Policies.Exp3R module

The Drift-Detection algorithm for non-stationary bandits.

Warning

It works on Exp3 or other parametrizations of the Exp3 policy, e.g., Exp3PlusPlus.

Policies.Exp3R.VERBOSE = False

Whether to be verbose when doing the search for valid parameter \(\ell\).

Policies.Exp3R.CONSTANT_C = 1.0

The constant \(C\) used in Corollary 1 of paper [[“EXP3 with Drift Detection for the Switching Bandit Problem”, Robin Allesiardo & Raphael Feraud]](https://www.researchgate.net/profile/Allesiardo_Robin/publication/281028960_EXP3_with_Drift_Detection_for_the_Switching_Bandit_Problem/links/55d1927808aee19936fdac8e.pdf).

class Policies.Exp3R.DriftDetection_IndexPolicy(nbArms, H=None, delta=None, C=1.0, horizon=None, policy=<class 'Policies.Exp3.Exp3'>, *args, **kwargs)[source]

Bases: Policies.CD_UCB.CD_IndexPolicy

The Drift-Detection generic policy for non-stationary bandits, using a custom Drift-Detection test, for 1-dimensional exponential families.

__init__(nbArms, H=None, delta=None, C=1.0, horizon=None, policy=<class 'Policies.Exp3.Exp3'>, *args, **kwargs)[source]

New policy.

H = None

Parameter \(H\) for the Drift-Detection algorithm. Default value is \(\lceil C \sqrt{T \log(T)} \rceil\), for some constant \(C=\) C (= CONSTANT_C by default).

delta = None

Parameter \(\delta\) for the Drift-Detection algorithm. Default value is \(\sqrt{\frac{\log(T)}{K T}}\) for \(K\) arms and horizon \(T\).

proba_random_exploration

Parameter \(\gamma\) for the Exp3 algorithm.

threshold_h

Parameter \(\varepsilon\) for the Drift-Detection algorithm.

\[\varepsilon = \sqrt{\frac{K \log(\frac{1}{\delta})}{2 \gamma H}}.\]
min_number_of_pulls_to_test_change

Compute \(\Gamma_{\min}(I) := \frac{\gamma H}{K}\), the minimum number of samples we should have for all arms before testing for a change.

__str__()[source]

-> str

detect_change(arm, verbose=False)[source]

Detect a change in the current arm, using a Drift-Detection test (DD).

Written request >> Continue the Exp3R module documentation above from its last line, writing the next few entries in the same style.

Supplied records >>
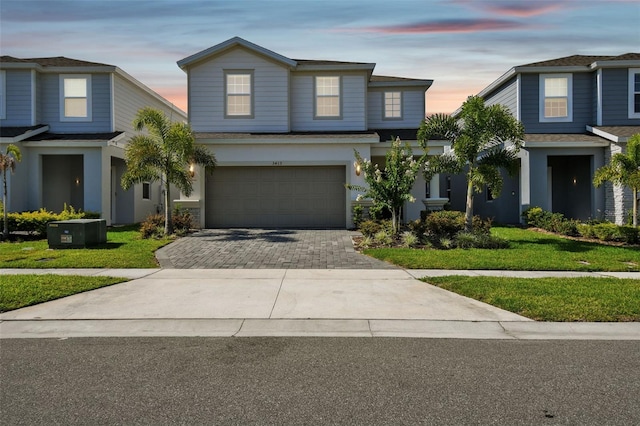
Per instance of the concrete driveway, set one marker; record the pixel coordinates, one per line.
(266, 249)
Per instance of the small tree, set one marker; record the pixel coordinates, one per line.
(164, 154)
(485, 139)
(8, 161)
(390, 188)
(624, 169)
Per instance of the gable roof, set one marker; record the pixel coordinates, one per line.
(574, 63)
(231, 43)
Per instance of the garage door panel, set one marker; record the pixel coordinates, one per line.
(304, 197)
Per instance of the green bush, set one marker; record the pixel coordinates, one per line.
(369, 228)
(629, 234)
(586, 230)
(153, 226)
(606, 231)
(448, 223)
(35, 222)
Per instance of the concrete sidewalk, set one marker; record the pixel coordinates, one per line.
(288, 302)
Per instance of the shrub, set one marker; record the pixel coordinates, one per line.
(182, 221)
(369, 228)
(153, 226)
(629, 234)
(448, 223)
(358, 211)
(586, 230)
(606, 231)
(409, 239)
(383, 237)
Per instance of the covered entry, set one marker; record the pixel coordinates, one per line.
(276, 197)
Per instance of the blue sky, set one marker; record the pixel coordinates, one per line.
(463, 45)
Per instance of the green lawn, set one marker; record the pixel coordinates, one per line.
(552, 299)
(124, 249)
(18, 291)
(529, 251)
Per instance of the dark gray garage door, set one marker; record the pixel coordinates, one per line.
(276, 197)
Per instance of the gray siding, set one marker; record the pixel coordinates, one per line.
(270, 94)
(18, 103)
(615, 102)
(129, 98)
(582, 105)
(353, 103)
(506, 95)
(413, 109)
(100, 104)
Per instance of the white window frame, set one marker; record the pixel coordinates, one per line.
(393, 105)
(86, 77)
(317, 97)
(3, 94)
(633, 92)
(228, 96)
(569, 117)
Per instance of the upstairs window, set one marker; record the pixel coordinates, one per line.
(555, 98)
(392, 105)
(327, 97)
(634, 93)
(3, 95)
(75, 98)
(239, 94)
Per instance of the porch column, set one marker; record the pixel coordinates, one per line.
(435, 202)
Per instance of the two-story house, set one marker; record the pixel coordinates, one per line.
(284, 133)
(71, 119)
(577, 111)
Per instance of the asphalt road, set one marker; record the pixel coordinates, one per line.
(318, 381)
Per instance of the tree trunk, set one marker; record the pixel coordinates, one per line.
(5, 229)
(635, 207)
(468, 215)
(168, 226)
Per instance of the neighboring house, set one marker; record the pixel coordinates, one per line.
(71, 120)
(577, 111)
(284, 132)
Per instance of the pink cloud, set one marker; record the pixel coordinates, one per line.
(522, 10)
(446, 26)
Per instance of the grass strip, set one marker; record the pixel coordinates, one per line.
(19, 291)
(529, 251)
(552, 299)
(124, 249)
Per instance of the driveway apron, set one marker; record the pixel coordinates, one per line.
(266, 249)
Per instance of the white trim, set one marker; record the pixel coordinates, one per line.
(518, 97)
(632, 92)
(541, 116)
(3, 94)
(34, 98)
(89, 116)
(599, 97)
(112, 89)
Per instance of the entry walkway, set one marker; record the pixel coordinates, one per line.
(266, 249)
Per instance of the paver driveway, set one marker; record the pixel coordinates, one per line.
(266, 249)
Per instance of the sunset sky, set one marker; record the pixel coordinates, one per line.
(463, 45)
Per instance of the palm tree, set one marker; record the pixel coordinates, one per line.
(8, 161)
(485, 139)
(624, 169)
(163, 154)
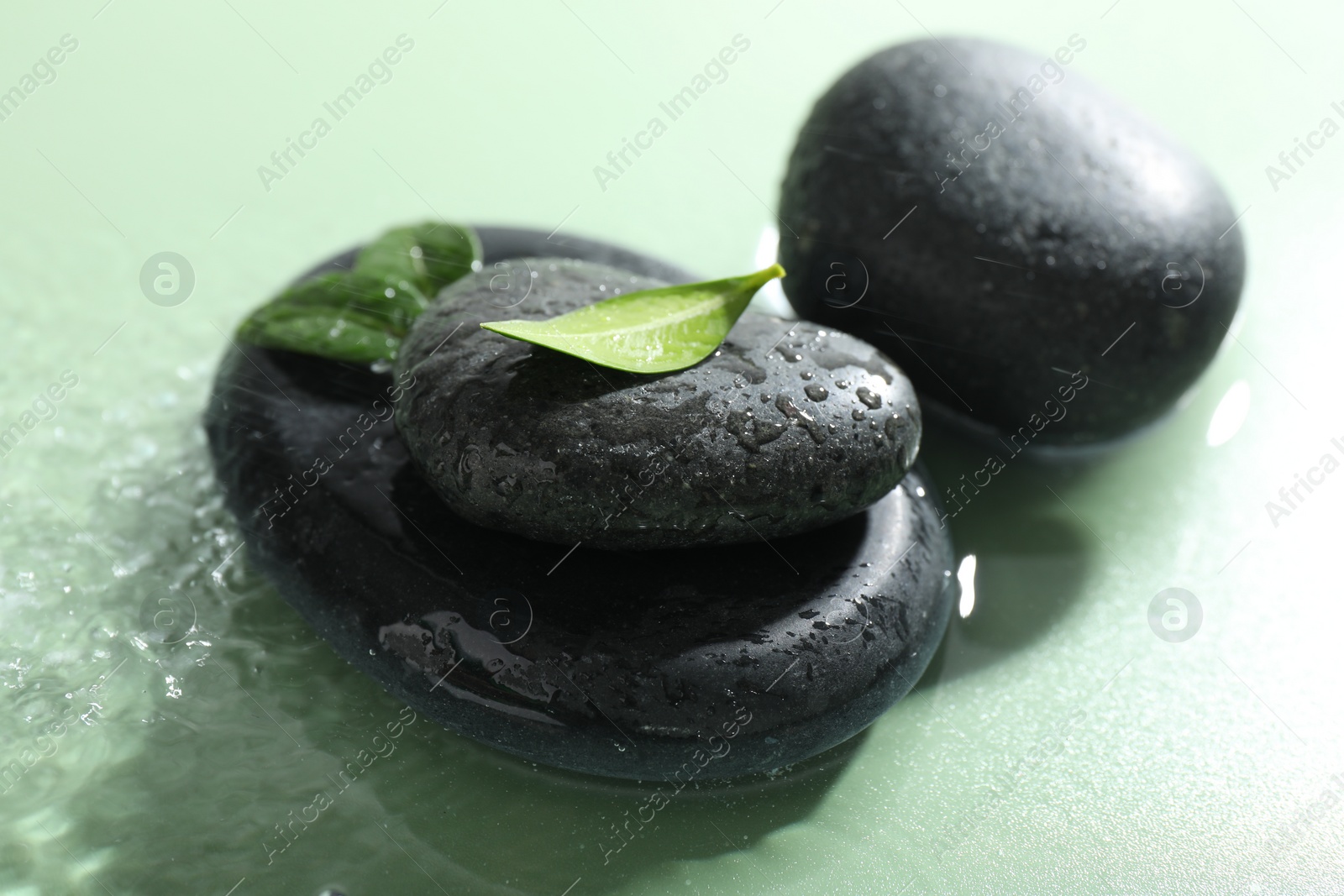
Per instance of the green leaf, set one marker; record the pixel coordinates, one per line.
(428, 255)
(654, 331)
(363, 315)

In response >>
\[\begin{split}k_{\max} &:= \arg\max_k \tilde{\rho}_k(t),\\ DD_t(k) &= \hat{\mu}_k(I) - \hat{\mu}_{k_{\max}}(I).\end{split}\]
  • The change is detected if there is an arm \(k\) such that \(DD_t(k) \geq 2 * \varepsilon = h\), where threshold_h is the threshold of the test, and \(I\) is the (number of the) current interval since the last (global) restart,
  • where \(\tilde{\rho}_k(t)\) is the trust probability of arm \(k\) from the Exp3 algorithm,
  • and where \(\hat{\mu}_k(I)\) is the empirical mean of arm \(k\) from the data in the current interval.

Warning

FIXME I know this implementation is not (yet) correct… I should count differently the samples we obtained from the Gibbs distribution (when Exp3 uses the trust vector) and from the uniform distribution This \(\Gamma_{\min}(I)\) is the minimum number of samples obtained from the uniform exploration (of probability \(\gamma\)). It seems painful to code correctly, I will do it later.

__module__ = 'Policies.Exp3R'
class Policies.Exp3R.Exp3R(nbArms, policy=<class 'Policies.Exp3.Exp3'>, *args, **kwargs)[source]

Bases: Policies.Exp3R.DriftDetection_IndexPolicy

The Exp3.R policy for non-stationary bandits.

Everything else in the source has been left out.